§ PROBLEM: Please find each line in the items below that contains the word "handle", and copy every such line in full.

§ DATA IN THIS EXERCISE:
━━━━━━━━━━━━━━━━━━━━━━━━━━━━━━
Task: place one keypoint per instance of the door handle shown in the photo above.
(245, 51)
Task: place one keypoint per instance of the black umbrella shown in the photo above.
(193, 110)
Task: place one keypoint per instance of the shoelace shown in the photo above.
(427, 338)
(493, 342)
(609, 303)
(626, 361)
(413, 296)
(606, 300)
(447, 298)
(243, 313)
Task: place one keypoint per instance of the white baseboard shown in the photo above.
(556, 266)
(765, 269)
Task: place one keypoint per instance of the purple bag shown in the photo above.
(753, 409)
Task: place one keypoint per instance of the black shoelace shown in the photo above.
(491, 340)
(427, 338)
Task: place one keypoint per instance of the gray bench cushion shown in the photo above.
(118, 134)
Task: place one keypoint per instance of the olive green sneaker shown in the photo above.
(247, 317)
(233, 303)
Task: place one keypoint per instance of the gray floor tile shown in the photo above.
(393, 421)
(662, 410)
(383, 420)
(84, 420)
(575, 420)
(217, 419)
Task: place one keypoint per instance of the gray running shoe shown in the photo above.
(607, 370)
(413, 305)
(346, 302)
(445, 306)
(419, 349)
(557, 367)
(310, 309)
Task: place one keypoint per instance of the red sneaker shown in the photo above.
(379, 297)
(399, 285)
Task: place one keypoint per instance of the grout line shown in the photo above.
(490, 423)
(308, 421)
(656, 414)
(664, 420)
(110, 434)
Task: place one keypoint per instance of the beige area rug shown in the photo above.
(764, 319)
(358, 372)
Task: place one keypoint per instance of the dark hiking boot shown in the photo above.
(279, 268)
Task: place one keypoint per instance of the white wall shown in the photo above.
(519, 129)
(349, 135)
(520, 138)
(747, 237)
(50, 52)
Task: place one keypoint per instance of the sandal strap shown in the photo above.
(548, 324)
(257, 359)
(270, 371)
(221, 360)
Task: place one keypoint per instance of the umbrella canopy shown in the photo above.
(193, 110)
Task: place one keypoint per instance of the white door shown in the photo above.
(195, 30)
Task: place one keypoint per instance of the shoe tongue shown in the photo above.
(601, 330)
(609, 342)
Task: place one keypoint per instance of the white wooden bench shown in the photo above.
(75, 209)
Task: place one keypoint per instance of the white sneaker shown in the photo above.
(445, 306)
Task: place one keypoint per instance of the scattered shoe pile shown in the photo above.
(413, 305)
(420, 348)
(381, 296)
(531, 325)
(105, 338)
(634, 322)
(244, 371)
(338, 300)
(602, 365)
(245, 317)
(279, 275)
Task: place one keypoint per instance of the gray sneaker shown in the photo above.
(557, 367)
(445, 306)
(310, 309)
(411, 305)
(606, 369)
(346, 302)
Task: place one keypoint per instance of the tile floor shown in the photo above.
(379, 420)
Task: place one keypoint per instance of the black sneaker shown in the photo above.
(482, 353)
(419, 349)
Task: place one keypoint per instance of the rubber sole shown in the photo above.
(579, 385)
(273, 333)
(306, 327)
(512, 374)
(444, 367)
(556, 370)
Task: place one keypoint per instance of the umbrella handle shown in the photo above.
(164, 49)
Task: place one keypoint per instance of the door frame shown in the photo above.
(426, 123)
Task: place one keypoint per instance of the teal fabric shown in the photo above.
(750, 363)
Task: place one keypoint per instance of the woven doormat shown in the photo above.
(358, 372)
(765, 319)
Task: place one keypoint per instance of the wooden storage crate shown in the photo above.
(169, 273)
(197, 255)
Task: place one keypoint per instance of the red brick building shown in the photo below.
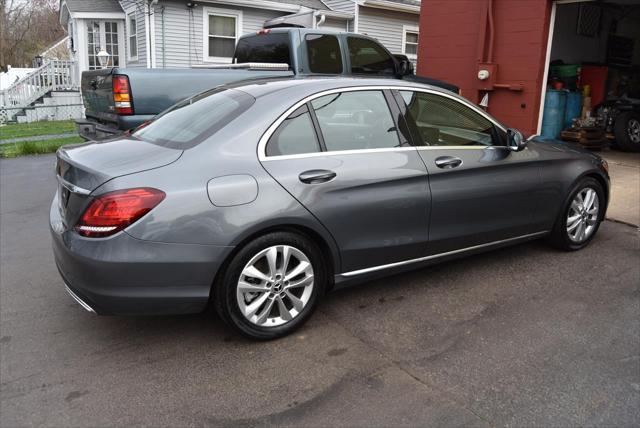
━━━━━━━━━━━━━━━━━━━━━━━━━━━━━━
§ WRITTEN RESPONSE:
Task: place one keypoint per instance of the door handle shown in the photo above.
Task: place one keypoint per instance of the umbrella handle shown in the photo above.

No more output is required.